• _PROBLEM STATEMENT_: Beginning with the line of the entries below that holds "Expected: one point per instance of the truck front wheel, each" and ending with the line that holds "Expected: one point per instance of the red", transcribe each line exactly as written. Pictures stay out.

• _RECORDS FOR THE TASK_:

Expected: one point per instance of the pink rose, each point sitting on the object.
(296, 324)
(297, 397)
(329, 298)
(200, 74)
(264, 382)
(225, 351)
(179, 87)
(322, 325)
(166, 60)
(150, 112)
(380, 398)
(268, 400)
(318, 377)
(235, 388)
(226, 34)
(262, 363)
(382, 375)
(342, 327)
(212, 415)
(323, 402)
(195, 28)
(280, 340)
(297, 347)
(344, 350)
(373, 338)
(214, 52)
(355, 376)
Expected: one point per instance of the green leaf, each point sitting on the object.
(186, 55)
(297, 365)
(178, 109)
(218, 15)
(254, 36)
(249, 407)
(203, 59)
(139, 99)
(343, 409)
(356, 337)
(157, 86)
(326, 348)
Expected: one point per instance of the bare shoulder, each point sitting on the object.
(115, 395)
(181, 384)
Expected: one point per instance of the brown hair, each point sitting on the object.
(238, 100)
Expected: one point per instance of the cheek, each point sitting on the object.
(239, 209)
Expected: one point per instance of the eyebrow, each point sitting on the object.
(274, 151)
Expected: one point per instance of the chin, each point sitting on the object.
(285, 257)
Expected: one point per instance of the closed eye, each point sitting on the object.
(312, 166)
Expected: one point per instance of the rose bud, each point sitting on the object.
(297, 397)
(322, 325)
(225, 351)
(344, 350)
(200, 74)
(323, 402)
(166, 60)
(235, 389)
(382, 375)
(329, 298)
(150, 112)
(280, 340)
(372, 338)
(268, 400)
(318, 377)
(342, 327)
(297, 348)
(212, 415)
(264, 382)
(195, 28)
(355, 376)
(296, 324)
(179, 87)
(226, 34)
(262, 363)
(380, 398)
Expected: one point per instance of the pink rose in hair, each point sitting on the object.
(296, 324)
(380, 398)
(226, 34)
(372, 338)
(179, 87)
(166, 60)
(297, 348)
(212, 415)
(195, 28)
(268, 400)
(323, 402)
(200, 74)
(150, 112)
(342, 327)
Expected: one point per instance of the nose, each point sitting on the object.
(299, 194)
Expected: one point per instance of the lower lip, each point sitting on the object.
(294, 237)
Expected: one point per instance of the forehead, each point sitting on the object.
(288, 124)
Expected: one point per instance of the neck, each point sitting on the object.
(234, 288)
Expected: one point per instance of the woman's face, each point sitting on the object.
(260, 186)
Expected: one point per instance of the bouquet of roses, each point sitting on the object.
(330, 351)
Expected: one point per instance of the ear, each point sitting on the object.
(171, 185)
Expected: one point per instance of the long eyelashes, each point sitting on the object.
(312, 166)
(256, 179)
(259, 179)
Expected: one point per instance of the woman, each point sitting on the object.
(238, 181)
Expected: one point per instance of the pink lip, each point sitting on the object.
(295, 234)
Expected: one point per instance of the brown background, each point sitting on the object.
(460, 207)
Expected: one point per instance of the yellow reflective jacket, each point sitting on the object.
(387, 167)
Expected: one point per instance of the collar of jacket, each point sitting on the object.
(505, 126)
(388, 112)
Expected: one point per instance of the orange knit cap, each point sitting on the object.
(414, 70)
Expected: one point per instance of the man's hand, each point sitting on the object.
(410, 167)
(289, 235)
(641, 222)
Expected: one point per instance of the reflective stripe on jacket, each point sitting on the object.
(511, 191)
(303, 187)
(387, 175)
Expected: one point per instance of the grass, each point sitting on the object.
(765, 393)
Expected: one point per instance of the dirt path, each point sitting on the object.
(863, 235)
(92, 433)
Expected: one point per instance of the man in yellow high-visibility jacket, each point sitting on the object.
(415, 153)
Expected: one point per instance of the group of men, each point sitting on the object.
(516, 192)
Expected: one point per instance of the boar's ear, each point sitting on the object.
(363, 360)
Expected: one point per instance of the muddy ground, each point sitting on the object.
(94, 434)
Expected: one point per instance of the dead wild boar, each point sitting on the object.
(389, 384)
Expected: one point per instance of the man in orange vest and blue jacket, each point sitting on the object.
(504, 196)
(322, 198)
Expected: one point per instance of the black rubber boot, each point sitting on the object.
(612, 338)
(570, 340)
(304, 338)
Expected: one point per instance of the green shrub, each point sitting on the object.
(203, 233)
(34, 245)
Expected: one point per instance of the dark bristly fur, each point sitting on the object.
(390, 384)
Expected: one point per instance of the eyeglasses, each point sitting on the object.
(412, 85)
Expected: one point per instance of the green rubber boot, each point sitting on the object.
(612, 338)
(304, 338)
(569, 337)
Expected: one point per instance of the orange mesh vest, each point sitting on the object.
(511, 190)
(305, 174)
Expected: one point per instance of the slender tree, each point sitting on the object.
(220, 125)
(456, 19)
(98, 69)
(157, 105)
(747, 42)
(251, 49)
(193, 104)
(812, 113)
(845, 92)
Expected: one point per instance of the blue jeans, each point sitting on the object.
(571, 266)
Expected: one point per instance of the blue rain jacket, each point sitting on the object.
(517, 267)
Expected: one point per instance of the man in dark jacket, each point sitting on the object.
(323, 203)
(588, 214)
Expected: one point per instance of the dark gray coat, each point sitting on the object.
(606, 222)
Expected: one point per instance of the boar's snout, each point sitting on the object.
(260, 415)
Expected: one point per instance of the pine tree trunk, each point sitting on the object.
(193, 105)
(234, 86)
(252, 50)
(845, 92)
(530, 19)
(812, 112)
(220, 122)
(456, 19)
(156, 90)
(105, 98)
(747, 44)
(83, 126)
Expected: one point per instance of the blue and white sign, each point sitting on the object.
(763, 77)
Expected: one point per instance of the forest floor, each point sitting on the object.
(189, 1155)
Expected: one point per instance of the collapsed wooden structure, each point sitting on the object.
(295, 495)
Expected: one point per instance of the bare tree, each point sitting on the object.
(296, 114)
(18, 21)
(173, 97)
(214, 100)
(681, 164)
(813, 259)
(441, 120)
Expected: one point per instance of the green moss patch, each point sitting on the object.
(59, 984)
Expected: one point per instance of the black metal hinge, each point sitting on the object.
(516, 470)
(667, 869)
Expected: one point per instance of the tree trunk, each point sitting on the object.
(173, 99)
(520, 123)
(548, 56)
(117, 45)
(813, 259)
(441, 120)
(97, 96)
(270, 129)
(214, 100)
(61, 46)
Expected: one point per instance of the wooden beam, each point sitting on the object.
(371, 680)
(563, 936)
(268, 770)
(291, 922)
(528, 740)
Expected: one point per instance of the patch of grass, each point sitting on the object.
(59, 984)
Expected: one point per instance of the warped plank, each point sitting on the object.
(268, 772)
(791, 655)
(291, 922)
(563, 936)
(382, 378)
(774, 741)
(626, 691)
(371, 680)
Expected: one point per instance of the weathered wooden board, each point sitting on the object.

---

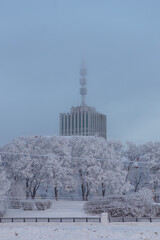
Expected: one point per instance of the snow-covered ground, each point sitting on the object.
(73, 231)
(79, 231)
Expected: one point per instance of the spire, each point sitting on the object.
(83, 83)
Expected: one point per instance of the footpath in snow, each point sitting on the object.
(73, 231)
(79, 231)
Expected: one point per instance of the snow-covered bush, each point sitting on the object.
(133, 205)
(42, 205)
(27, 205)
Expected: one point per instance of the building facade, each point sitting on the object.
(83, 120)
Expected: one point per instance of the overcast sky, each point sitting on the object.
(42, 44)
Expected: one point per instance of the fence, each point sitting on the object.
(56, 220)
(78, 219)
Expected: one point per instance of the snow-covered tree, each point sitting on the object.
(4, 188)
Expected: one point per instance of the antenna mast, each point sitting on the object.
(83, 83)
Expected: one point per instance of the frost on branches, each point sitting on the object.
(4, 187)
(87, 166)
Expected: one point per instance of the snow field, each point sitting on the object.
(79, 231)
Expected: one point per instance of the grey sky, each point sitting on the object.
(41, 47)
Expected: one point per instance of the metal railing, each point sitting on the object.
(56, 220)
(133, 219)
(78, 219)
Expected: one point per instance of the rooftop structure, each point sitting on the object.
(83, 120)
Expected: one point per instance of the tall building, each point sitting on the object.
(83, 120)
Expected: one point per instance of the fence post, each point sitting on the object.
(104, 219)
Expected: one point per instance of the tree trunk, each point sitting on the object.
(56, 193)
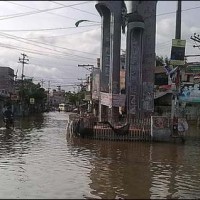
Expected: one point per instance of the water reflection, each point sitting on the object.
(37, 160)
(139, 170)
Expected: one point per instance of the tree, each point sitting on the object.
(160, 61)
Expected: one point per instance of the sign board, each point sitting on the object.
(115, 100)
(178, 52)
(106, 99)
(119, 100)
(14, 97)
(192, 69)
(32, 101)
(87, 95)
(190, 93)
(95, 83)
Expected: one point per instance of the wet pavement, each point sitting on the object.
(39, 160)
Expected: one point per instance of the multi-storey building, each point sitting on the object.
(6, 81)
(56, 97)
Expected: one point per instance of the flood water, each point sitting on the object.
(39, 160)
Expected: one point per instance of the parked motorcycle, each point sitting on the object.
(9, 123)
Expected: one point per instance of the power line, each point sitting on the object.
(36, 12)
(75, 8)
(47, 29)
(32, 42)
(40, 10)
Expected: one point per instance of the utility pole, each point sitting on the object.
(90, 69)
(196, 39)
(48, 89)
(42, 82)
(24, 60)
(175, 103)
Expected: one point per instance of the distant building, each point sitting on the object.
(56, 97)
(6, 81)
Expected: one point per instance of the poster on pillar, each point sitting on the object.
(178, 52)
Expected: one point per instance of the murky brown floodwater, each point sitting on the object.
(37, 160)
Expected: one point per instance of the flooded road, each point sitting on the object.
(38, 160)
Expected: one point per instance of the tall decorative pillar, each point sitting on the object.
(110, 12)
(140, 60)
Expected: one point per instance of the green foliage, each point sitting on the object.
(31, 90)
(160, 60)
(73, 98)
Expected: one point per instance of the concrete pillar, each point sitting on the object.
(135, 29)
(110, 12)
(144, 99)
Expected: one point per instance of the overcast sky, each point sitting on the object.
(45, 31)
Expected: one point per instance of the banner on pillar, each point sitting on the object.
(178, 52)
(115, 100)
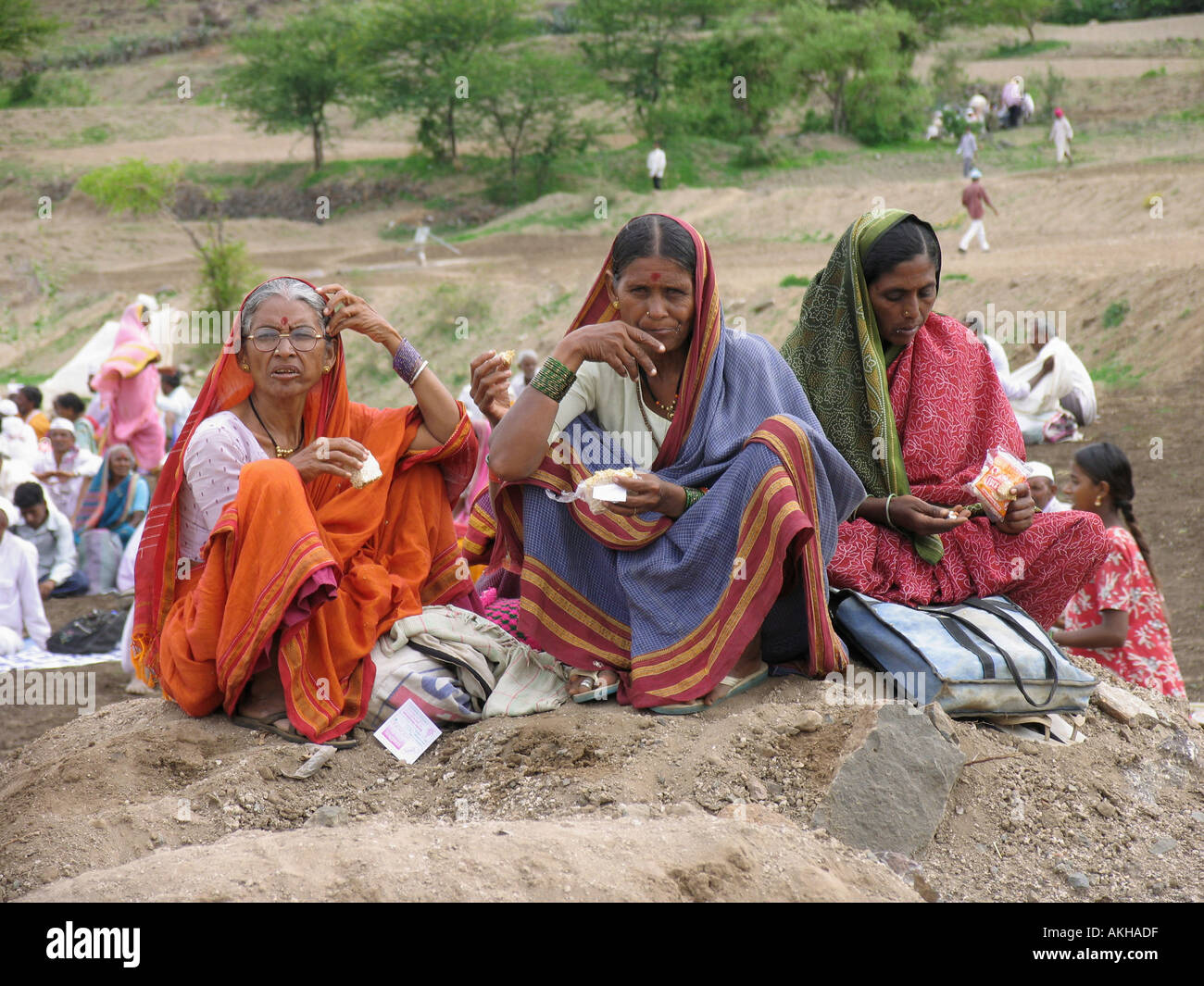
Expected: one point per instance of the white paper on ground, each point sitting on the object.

...

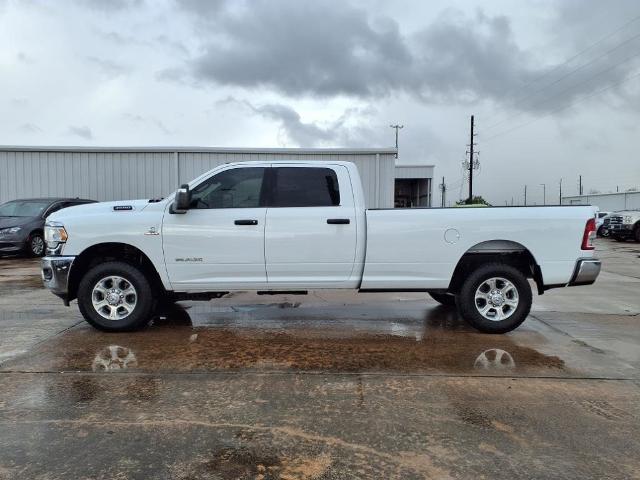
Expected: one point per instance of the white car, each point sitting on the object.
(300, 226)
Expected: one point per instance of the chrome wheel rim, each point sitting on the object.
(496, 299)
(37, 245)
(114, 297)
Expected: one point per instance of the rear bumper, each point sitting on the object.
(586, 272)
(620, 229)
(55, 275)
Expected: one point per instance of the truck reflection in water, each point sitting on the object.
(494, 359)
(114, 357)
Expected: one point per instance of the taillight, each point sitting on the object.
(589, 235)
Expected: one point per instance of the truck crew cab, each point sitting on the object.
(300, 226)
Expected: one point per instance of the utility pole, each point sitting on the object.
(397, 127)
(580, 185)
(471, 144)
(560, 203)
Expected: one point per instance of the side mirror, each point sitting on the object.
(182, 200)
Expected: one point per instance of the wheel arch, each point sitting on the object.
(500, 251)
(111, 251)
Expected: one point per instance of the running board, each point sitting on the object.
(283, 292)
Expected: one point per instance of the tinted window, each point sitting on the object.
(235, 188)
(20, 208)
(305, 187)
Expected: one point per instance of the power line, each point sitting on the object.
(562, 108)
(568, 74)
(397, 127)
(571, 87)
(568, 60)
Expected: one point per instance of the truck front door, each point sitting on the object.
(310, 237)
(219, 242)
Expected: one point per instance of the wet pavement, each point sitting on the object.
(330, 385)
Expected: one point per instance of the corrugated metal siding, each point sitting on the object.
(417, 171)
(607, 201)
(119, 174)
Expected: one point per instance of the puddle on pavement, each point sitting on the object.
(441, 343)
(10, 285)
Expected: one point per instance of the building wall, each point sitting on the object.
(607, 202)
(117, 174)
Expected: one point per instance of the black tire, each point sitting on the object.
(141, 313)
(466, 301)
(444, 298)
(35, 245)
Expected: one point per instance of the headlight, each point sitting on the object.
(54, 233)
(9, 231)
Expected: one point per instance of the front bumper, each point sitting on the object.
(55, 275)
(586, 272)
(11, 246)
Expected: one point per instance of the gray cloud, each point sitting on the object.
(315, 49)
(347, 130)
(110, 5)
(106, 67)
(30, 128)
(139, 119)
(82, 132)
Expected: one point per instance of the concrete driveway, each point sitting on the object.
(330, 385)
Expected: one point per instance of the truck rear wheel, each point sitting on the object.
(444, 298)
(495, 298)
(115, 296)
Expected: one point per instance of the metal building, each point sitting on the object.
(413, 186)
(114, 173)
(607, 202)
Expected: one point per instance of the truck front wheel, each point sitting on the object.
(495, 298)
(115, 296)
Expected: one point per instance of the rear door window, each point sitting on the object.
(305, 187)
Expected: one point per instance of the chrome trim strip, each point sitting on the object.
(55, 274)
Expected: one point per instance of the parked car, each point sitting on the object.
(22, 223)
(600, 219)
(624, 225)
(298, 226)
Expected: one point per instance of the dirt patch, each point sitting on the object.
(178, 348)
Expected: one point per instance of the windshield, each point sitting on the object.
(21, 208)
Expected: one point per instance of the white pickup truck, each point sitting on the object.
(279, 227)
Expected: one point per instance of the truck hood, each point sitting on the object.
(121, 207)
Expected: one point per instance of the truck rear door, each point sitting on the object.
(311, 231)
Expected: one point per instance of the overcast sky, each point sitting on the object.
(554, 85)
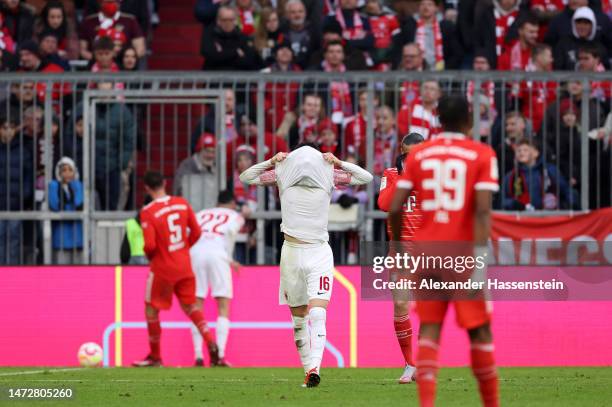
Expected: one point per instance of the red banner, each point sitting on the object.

• _ANSWER_:
Expected: one point per instance of the truck front wheel, each point sitting on the object.
(495, 298)
(115, 296)
Expected: one point per instance of the rear door window, each point sitting on the object.
(305, 187)
Expected: one point per instance of the chrome trim strip, each point sitting on the object.
(55, 274)
Expected: one point per instance of the parked car, each point sitting on the object.
(22, 223)
(600, 219)
(624, 225)
(298, 226)
Expected: one point per instance of the dirt patch, each point sitting on the object.
(178, 348)
Expected: one point per instance of the windshield, each point sitting on the object.
(21, 208)
Expected: one point per instance of the white pickup truck, each point sitting on the object.
(279, 227)
Expected: one point per instance of the truck hood, each point sitting on the object.
(121, 207)
Expected: one point per instance of the truck rear door, each point sitting on the object.
(311, 231)
Expected: one point per instance of the overcast sky, each point sitting on the object.
(554, 85)
Expected: one point per instance of the red banner, each point sitting on the object.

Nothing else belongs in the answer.